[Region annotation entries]

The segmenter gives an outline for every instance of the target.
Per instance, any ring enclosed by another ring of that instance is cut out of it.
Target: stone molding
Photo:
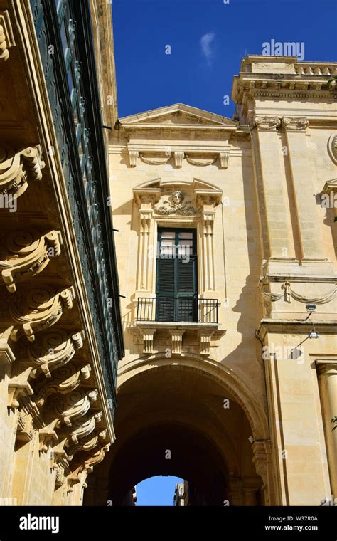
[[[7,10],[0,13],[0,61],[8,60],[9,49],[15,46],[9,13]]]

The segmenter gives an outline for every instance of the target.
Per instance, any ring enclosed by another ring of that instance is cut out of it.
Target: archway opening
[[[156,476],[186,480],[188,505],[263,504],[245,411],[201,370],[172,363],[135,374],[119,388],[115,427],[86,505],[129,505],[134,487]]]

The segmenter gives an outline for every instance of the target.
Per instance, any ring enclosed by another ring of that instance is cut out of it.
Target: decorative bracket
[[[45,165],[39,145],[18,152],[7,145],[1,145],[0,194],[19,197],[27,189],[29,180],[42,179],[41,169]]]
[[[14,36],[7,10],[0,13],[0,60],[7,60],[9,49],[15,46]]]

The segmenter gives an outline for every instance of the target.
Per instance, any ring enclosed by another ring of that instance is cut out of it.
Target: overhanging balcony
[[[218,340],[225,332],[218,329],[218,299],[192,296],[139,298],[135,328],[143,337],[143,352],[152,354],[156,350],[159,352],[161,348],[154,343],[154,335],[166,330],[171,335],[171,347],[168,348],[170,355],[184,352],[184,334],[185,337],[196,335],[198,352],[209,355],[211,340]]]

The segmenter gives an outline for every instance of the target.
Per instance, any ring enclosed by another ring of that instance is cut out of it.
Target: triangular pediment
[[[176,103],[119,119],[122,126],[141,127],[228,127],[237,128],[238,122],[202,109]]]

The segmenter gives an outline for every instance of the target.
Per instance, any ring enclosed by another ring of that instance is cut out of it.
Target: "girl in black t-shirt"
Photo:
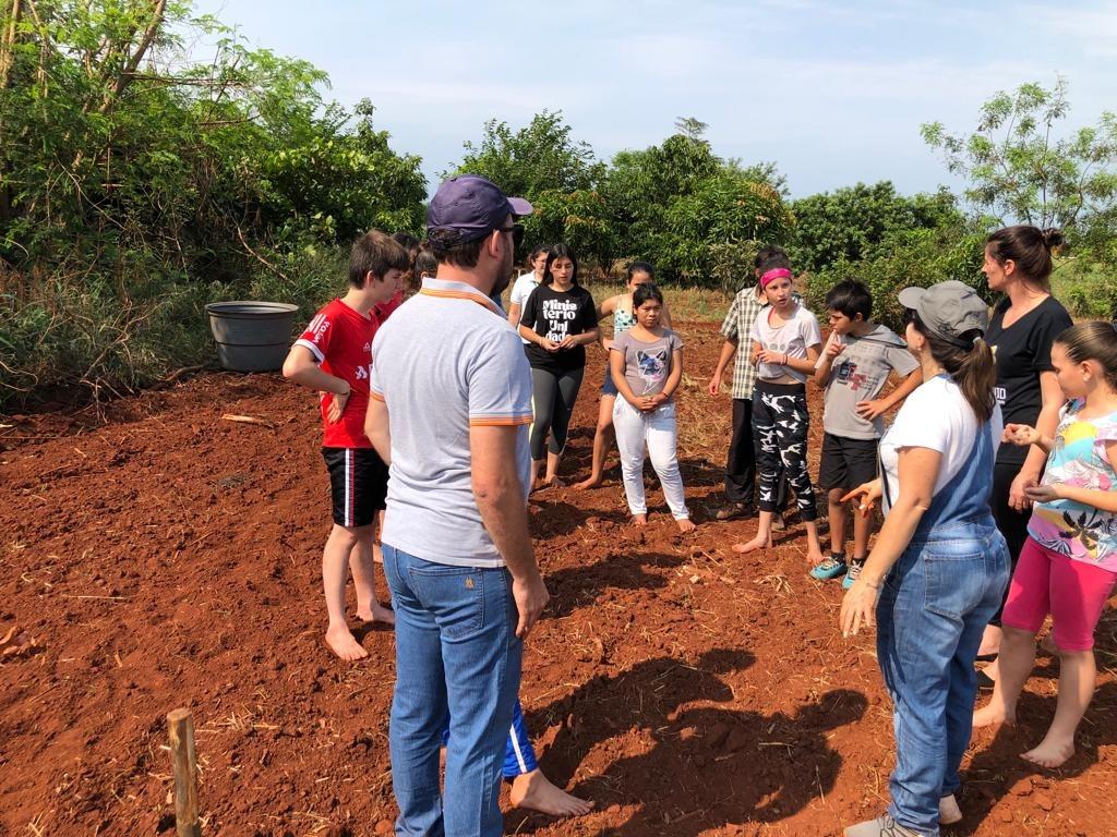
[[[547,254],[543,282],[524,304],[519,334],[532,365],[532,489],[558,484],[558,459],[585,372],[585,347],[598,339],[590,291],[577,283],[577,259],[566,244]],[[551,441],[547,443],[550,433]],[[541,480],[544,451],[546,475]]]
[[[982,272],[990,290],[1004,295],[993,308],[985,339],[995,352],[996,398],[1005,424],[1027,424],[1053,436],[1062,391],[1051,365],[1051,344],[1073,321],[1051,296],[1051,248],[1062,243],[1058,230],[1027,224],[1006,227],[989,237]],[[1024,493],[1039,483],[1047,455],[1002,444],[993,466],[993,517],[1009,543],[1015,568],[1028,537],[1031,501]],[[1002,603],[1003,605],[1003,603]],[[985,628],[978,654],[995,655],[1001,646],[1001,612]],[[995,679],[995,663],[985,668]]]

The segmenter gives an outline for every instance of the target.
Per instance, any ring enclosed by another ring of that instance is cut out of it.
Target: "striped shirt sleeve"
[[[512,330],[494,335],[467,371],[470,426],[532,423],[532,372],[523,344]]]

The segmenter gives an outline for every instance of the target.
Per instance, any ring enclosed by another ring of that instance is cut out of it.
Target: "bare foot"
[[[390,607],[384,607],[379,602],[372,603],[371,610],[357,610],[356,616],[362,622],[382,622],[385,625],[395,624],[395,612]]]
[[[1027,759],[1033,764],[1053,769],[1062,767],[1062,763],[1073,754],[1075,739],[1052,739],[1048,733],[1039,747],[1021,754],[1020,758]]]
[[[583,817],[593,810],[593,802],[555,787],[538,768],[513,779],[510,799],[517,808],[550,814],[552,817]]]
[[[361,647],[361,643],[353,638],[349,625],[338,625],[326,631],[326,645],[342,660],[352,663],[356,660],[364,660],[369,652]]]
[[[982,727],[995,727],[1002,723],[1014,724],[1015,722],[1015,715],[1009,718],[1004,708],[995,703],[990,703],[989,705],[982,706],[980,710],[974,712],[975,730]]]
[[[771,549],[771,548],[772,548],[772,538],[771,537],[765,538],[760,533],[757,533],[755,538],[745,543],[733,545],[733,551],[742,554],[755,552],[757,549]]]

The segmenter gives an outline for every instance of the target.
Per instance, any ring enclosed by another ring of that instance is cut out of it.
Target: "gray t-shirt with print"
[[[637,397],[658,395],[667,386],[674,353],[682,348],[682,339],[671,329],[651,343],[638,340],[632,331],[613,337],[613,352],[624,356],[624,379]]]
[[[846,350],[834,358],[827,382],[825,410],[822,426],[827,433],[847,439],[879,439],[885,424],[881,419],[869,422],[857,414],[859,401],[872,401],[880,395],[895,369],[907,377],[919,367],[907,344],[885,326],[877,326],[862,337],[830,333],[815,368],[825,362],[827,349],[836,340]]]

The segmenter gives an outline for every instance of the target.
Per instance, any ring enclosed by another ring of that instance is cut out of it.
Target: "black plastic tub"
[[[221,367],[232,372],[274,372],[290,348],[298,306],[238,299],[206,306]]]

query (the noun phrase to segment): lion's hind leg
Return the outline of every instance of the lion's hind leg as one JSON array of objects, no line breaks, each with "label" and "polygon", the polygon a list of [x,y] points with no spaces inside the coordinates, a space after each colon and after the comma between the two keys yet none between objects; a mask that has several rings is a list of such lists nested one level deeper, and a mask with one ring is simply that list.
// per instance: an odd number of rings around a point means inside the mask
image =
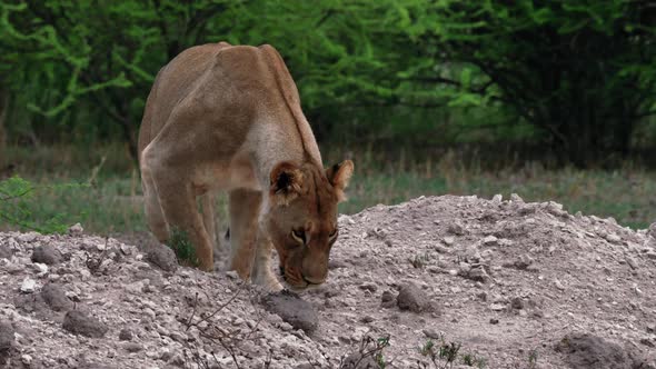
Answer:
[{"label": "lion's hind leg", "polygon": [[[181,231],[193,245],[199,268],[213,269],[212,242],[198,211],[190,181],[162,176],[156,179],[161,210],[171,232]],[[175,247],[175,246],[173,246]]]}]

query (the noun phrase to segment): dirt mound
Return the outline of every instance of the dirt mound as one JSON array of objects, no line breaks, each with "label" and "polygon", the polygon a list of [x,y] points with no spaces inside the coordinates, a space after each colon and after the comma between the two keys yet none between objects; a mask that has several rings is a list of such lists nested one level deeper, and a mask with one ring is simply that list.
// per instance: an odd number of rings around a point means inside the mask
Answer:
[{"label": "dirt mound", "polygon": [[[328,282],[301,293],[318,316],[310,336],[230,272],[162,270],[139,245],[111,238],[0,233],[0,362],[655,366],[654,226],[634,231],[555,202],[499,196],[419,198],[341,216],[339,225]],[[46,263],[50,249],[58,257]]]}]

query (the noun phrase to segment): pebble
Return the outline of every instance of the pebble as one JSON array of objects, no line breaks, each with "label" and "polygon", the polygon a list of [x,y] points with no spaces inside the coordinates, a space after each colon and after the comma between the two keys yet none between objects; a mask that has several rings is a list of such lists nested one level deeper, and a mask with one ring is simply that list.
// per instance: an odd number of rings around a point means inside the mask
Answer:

[GOAL]:
Return, word for word, each line from the line that contains "query (the noun phrase to segment): pebble" to the end of the listing above; include both end lines and nothing else.

[FULL OUTPUT]:
query (the noun phrase to segment): pebble
Return the outline of every instance of the pebble as one JSON array of objects, no line breaks, each with "label" and "polygon", the polygon a list of [x,y] points with no spaces inside the coordinates, a space after each colon and after the comma between the two keys yet none between objects; a mask that has several rings is a list of such lists nested one level deeper, and a mask with one ring is simply that list.
// per instance: an odd number of rings around a point means inside the mask
Answer:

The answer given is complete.